PROBLEM REQUIREMENTS:
Pick out and copy each line of the items below that contains the string "tree". Case counts.

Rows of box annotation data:
------------------------------------------------
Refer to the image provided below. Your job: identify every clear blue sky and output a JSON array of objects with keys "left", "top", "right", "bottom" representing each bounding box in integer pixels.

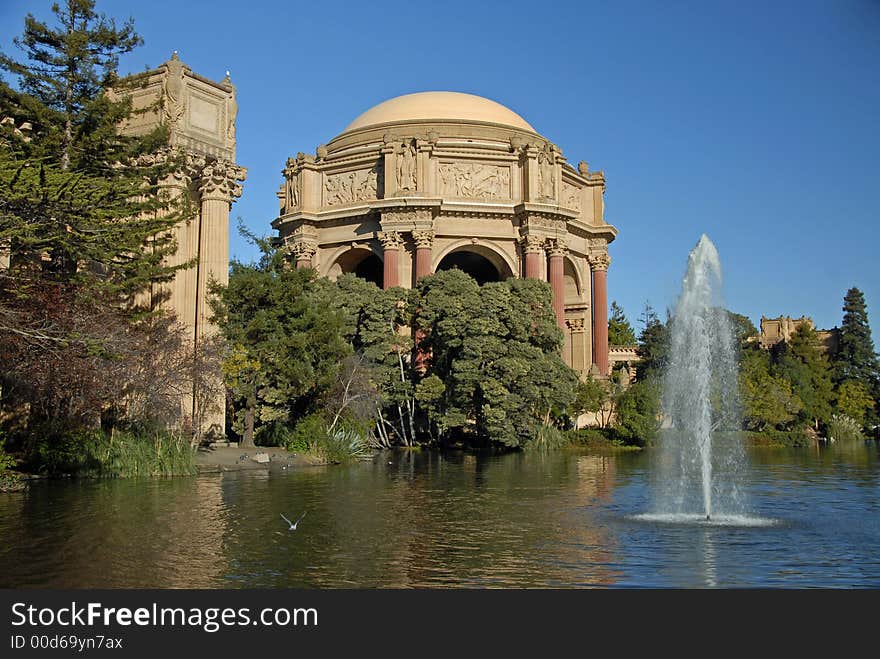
[{"left": 0, "top": 0, "right": 880, "bottom": 342}]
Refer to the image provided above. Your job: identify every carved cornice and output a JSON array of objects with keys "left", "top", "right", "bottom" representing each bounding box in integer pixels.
[
  {"left": 286, "top": 241, "right": 318, "bottom": 261},
  {"left": 376, "top": 231, "right": 403, "bottom": 251},
  {"left": 189, "top": 156, "right": 247, "bottom": 202},
  {"left": 412, "top": 230, "right": 434, "bottom": 249},
  {"left": 587, "top": 252, "right": 611, "bottom": 272},
  {"left": 382, "top": 207, "right": 434, "bottom": 231},
  {"left": 545, "top": 238, "right": 568, "bottom": 257},
  {"left": 520, "top": 235, "right": 545, "bottom": 254}
]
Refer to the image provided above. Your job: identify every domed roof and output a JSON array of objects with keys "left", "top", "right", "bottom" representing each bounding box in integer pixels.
[{"left": 345, "top": 92, "right": 537, "bottom": 133}]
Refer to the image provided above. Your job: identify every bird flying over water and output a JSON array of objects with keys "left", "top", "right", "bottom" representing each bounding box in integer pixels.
[{"left": 281, "top": 513, "right": 306, "bottom": 531}]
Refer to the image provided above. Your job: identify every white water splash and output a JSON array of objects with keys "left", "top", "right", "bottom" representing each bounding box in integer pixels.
[{"left": 656, "top": 234, "right": 744, "bottom": 519}]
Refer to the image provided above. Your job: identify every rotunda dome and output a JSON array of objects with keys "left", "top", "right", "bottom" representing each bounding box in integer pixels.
[{"left": 344, "top": 92, "right": 537, "bottom": 133}]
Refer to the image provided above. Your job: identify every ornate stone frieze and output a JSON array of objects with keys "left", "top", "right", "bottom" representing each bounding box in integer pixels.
[
  {"left": 282, "top": 158, "right": 299, "bottom": 213},
  {"left": 538, "top": 144, "right": 556, "bottom": 199},
  {"left": 324, "top": 163, "right": 380, "bottom": 206},
  {"left": 560, "top": 183, "right": 581, "bottom": 211},
  {"left": 522, "top": 214, "right": 568, "bottom": 233},
  {"left": 397, "top": 140, "right": 417, "bottom": 192},
  {"left": 589, "top": 252, "right": 611, "bottom": 272},
  {"left": 287, "top": 240, "right": 318, "bottom": 261},
  {"left": 412, "top": 230, "right": 434, "bottom": 249},
  {"left": 545, "top": 238, "right": 568, "bottom": 256},
  {"left": 440, "top": 162, "right": 510, "bottom": 199},
  {"left": 376, "top": 231, "right": 403, "bottom": 250},
  {"left": 162, "top": 50, "right": 186, "bottom": 129},
  {"left": 522, "top": 235, "right": 545, "bottom": 254},
  {"left": 382, "top": 208, "right": 433, "bottom": 231},
  {"left": 189, "top": 156, "right": 247, "bottom": 202}
]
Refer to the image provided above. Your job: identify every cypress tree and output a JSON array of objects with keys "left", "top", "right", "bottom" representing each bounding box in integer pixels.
[
  {"left": 608, "top": 302, "right": 636, "bottom": 346},
  {"left": 834, "top": 287, "right": 880, "bottom": 391}
]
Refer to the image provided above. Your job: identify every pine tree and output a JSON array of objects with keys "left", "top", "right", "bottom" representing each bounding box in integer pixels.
[
  {"left": 834, "top": 288, "right": 880, "bottom": 391},
  {"left": 0, "top": 0, "right": 191, "bottom": 304},
  {"left": 772, "top": 324, "right": 833, "bottom": 430},
  {"left": 608, "top": 302, "right": 636, "bottom": 346},
  {"left": 636, "top": 302, "right": 669, "bottom": 380}
]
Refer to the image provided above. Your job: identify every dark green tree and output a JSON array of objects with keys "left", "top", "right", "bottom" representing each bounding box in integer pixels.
[
  {"left": 410, "top": 270, "right": 577, "bottom": 447},
  {"left": 0, "top": 0, "right": 190, "bottom": 444},
  {"left": 608, "top": 301, "right": 636, "bottom": 346},
  {"left": 636, "top": 302, "right": 669, "bottom": 380},
  {"left": 771, "top": 324, "right": 833, "bottom": 430},
  {"left": 213, "top": 252, "right": 351, "bottom": 439},
  {"left": 834, "top": 288, "right": 880, "bottom": 395}
]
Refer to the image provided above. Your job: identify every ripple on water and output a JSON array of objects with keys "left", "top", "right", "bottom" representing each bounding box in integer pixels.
[{"left": 630, "top": 513, "right": 779, "bottom": 527}]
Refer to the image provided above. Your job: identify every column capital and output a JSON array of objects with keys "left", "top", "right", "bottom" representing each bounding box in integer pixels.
[
  {"left": 188, "top": 156, "right": 247, "bottom": 203},
  {"left": 376, "top": 231, "right": 403, "bottom": 250},
  {"left": 546, "top": 238, "right": 568, "bottom": 256},
  {"left": 588, "top": 252, "right": 611, "bottom": 272},
  {"left": 412, "top": 229, "right": 434, "bottom": 249},
  {"left": 284, "top": 241, "right": 318, "bottom": 261},
  {"left": 520, "top": 234, "right": 545, "bottom": 254}
]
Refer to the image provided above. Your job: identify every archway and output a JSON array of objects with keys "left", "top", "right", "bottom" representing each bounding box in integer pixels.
[
  {"left": 434, "top": 242, "right": 513, "bottom": 285},
  {"left": 437, "top": 250, "right": 503, "bottom": 286},
  {"left": 327, "top": 248, "right": 382, "bottom": 288}
]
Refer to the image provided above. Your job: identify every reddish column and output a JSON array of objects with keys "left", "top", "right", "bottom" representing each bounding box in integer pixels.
[
  {"left": 379, "top": 231, "right": 400, "bottom": 289},
  {"left": 549, "top": 244, "right": 565, "bottom": 329},
  {"left": 590, "top": 253, "right": 611, "bottom": 375},
  {"left": 523, "top": 236, "right": 544, "bottom": 279},
  {"left": 291, "top": 243, "right": 318, "bottom": 270},
  {"left": 413, "top": 231, "right": 434, "bottom": 281}
]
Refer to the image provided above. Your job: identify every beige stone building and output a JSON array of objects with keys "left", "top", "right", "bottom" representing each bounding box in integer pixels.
[
  {"left": 272, "top": 92, "right": 617, "bottom": 374},
  {"left": 117, "top": 52, "right": 246, "bottom": 438},
  {"left": 758, "top": 316, "right": 840, "bottom": 355}
]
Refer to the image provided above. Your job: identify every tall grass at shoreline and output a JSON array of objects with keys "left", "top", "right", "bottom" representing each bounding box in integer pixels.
[{"left": 35, "top": 431, "right": 198, "bottom": 478}]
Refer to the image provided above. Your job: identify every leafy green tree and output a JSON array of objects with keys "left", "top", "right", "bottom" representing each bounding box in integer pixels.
[
  {"left": 0, "top": 0, "right": 143, "bottom": 171},
  {"left": 410, "top": 270, "right": 577, "bottom": 447},
  {"left": 773, "top": 324, "right": 833, "bottom": 430},
  {"left": 739, "top": 345, "right": 803, "bottom": 431},
  {"left": 834, "top": 287, "right": 880, "bottom": 424},
  {"left": 608, "top": 301, "right": 636, "bottom": 346},
  {"left": 0, "top": 0, "right": 192, "bottom": 446},
  {"left": 636, "top": 302, "right": 669, "bottom": 381},
  {"left": 213, "top": 252, "right": 351, "bottom": 444},
  {"left": 614, "top": 379, "right": 661, "bottom": 445},
  {"left": 836, "top": 380, "right": 875, "bottom": 423}
]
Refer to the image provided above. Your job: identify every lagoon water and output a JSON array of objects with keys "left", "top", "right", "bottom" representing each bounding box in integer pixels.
[{"left": 0, "top": 443, "right": 880, "bottom": 588}]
------------------------------------------------
COMPLETE RESPONSE:
Refer to the image provided above. Your job: identify every cypress tree and output a JSON array of objects with keys "left", "top", "right", "bottom" representing each bounding box in integer pixels.
Refer to the image provided above. Your job: identify every pine tree and output a JSON array of objects with keys "left", "top", "right", "bottom" representing each bounding box in integer pixels.
Refer to the image provided above. Your job: identify every dark green tree and output a JSON array of objects with keys "left", "top", "right", "bottom" representing each bounding box in integer pixels.
Refer to the image provided above. Your job: identify every leafy green tree and output a JSON array of objects with keys "left", "top", "right", "bottom" representing each bounding box in integer pixels.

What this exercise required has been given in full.